Problem description | Output the entries below unchanged, except for the pictures.

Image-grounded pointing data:
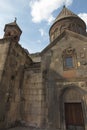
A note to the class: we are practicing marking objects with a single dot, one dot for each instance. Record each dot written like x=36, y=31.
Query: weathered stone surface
x=34, y=88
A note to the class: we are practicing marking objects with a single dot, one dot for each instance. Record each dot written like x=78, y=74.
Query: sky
x=35, y=18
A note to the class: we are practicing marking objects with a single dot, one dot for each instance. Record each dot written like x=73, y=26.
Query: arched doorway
x=72, y=109
x=74, y=119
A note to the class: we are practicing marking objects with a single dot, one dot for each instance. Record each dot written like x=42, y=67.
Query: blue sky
x=35, y=17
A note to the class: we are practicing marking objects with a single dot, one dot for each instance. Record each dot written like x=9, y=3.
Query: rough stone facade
x=46, y=89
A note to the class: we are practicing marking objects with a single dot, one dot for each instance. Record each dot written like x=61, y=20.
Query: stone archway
x=71, y=106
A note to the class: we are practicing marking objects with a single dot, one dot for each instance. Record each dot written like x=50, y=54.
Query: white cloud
x=38, y=41
x=43, y=9
x=9, y=9
x=84, y=17
x=42, y=32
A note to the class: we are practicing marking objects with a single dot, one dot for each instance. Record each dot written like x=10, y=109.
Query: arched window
x=69, y=58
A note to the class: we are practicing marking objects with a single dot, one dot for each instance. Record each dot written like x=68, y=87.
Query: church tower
x=12, y=30
x=67, y=20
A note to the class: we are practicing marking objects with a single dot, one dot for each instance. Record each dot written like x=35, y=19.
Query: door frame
x=82, y=101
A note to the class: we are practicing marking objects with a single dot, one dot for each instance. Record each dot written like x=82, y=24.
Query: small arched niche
x=72, y=108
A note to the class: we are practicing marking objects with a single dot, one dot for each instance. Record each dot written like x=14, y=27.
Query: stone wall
x=16, y=60
x=56, y=79
x=32, y=103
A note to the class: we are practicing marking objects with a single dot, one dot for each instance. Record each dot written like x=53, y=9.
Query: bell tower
x=12, y=30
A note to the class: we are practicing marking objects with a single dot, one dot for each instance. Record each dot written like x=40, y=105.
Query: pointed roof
x=64, y=14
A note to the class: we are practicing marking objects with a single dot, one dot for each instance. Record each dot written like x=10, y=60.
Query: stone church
x=46, y=89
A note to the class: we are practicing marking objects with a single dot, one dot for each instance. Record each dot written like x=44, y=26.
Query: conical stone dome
x=67, y=20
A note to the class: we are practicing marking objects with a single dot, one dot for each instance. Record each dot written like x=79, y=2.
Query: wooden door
x=74, y=116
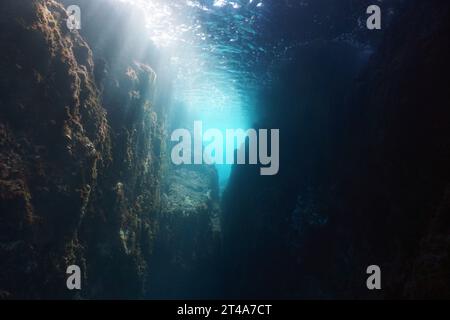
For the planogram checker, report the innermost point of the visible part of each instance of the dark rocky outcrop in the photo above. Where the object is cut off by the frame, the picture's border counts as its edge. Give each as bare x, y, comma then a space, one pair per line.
363, 177
82, 154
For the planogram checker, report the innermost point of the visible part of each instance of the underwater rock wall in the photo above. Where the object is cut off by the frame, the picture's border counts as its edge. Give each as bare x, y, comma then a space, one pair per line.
82, 154
363, 177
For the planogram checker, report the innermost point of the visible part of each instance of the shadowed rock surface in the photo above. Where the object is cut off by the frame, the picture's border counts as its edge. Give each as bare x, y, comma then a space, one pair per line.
82, 154
363, 177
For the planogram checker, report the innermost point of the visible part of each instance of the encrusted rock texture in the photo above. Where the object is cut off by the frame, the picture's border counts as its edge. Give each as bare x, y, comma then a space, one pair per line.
82, 143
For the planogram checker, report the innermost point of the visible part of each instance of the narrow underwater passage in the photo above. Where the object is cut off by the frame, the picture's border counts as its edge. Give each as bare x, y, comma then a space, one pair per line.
124, 175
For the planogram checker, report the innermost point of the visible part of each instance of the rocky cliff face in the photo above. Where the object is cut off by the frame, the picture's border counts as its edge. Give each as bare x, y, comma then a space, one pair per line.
363, 177
82, 154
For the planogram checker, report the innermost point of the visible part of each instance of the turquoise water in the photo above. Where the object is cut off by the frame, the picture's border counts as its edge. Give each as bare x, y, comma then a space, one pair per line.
215, 53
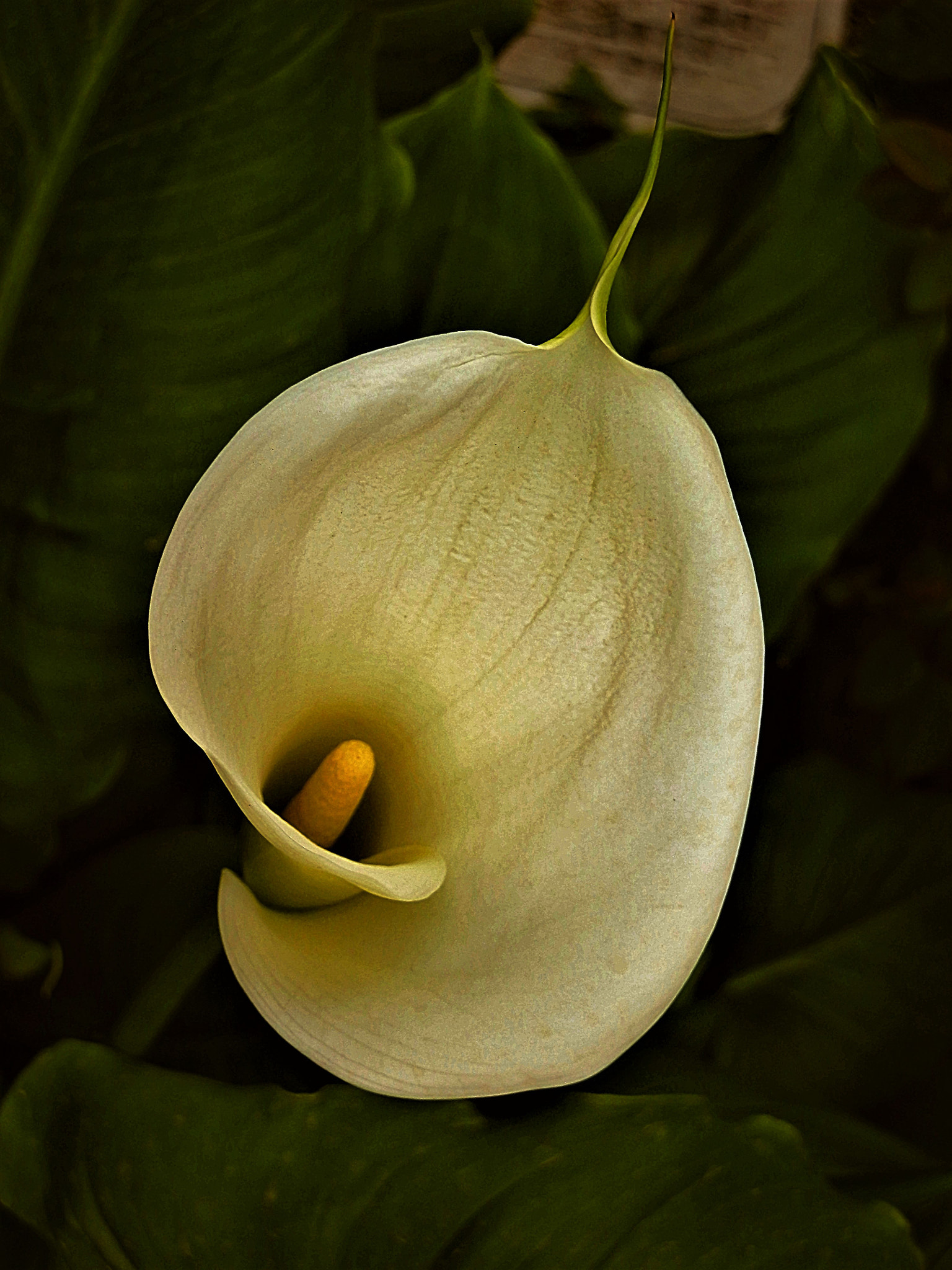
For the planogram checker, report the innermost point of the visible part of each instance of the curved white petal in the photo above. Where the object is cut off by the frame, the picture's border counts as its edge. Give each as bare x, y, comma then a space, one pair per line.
518, 573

Your response |
A note to the class: we are practicing marking objects with a single dot, one dot for each instance. Record each dot written like x=36, y=31.
Query: weathered stone surface
x=34, y=88
A note to the class: we are practicing marking objects with a single dot, one dot for each instance. Record each dot written like x=78, y=74.
Query: sky
x=35, y=18
A note to the class: we are practicing marking objects with a single dot, one dot for each instance. Record each dot written like x=73, y=26.
Query: arched doorway
x=72, y=109
x=74, y=119
A note to the class: we are practicing marking objects with a single dot, one dot for each instance. Record each dot written like x=42, y=67.
Query: blue sky
x=35, y=17
A note to the class: we are practicing marking objects with a single dot, one dot for each instance. Record each dot written like x=9, y=3.
Query: rough stone facade
x=46, y=89
A note to the class: we are practicing marking objects with a single dot, one dot for each instance. Record each dot written like x=61, y=20.
Query: stone archway
x=71, y=106
A note to the class: we are practicing marking objects with a single dot, one dot for each instance. Record each dot written like x=50, y=54.
Query: white cloud
x=38, y=41
x=43, y=9
x=9, y=9
x=84, y=17
x=42, y=32
A note to the class: we are practicing marking objects with a single dot, one dot for each instance. Record each dot written like x=10, y=109.
Query: arched window
x=69, y=58
A note to the class: we are practicing marking objects with a single dot, one dot for each instance. Record each dot written like x=68, y=87.
Query: church tower
x=12, y=30
x=67, y=20
A note to the class: we are practicing marking objects with a single dot, one dot for each instance. Record each dot written like x=35, y=19.
Query: door frame
x=82, y=101
A note to the class: we are practicing marking objects with a single dot, one dot for each instance. Record each dot written like x=82, y=24.
Query: small arched niche
x=72, y=108
A note to the class: we are practicing marking objects with a single dot, one dot for each instance. Record each dot written like x=14, y=27.
Query: stone wall
x=16, y=60
x=56, y=79
x=32, y=103
A note to the class: we are practicing marking objects with a single dot, one dot for each instance. Record each dot written like x=53, y=9.
Query: bell tower
x=12, y=30
A note to the class: we are practicing marking objects with a single dot, one dot for each instance. Record each dot written like x=40, y=105.
Query: pointed roof
x=64, y=14
A note to the class: we are practicing marking objects with a single dot, one dot for each instance. Record each dot written like x=10, y=60.
Query: stone church
x=46, y=89
A note to the class: we are practicing marking objects with a single dot, one dot for each instance. Record each dot written like x=44, y=26.
Query: conical stone dome
x=67, y=20
A note to the class: we are practicing marking objects with a single dot, one dot for each instance. Record each dot written like x=79, y=2.
Query: wooden door
x=74, y=116
For the planogram checker, report the innermost point of the visible part of each instance of the dark rocky outcrop in the photo above. Where the object is cut off by the frame, the picture's border counts as its edge. Give each as bare x, y, comma then a space, one pair per line.
363, 177
82, 154
For the planogram checker, report the innermost point of the visible part of each instance of the underwater rock wall in the photo above. Where the object is cut off by the frame, the picture's border counts as its edge. Give each as bare x, y, comma then a space, one pair per line.
82, 154
363, 177
For the planogram checker, report the innermost point of the visible part of each instance of the shadowed rock surface in the photo above. Where the object is cut off by the frame, the picture's border counts as its edge. Give each as bare x, y, comma then a space, one pair per line.
82, 154
363, 177
For the planogram checker, report the innermost point of the visible part of each instance of the encrusted rock texture in the photo above. Where the object is cut off by the frame, the picture's border counts as its edge. Give each as bare x, y, comma then a space, one pair per line.
82, 143
For the planogram checker, report the innermost point of the visible part of each instance of the narrow underwater passage in the photo above. Where the object is cut off by the frame, the picture's border counts as its edge. Give each as bare x, y, comma then a space, one pair per line.
124, 175
For the planogram checker, report the innermost point of the visible part of each instance of the rocky cliff face in the photo above. Where the object is cut off by the frame, the picture's border counts as its edge. Give each as bare x, y, comma then a space, one pair per line.
363, 177
82, 154
For the planogram checker, report the innermost point of the visible part of each instance of the turquoise water in the photo above. Where the object is cut off by the frame, the picture's border counts as its edge. Give each as bare x, y, comma then a space, one pair per line.
215, 53
For the planogram checker, report the innermost point of the visible part of each instance of the curved white petal in the photo above. Where the object is cut off by the frame, the picture's border counts as its edge. Give each as bare x, y, comma then a space, one pair per line.
518, 573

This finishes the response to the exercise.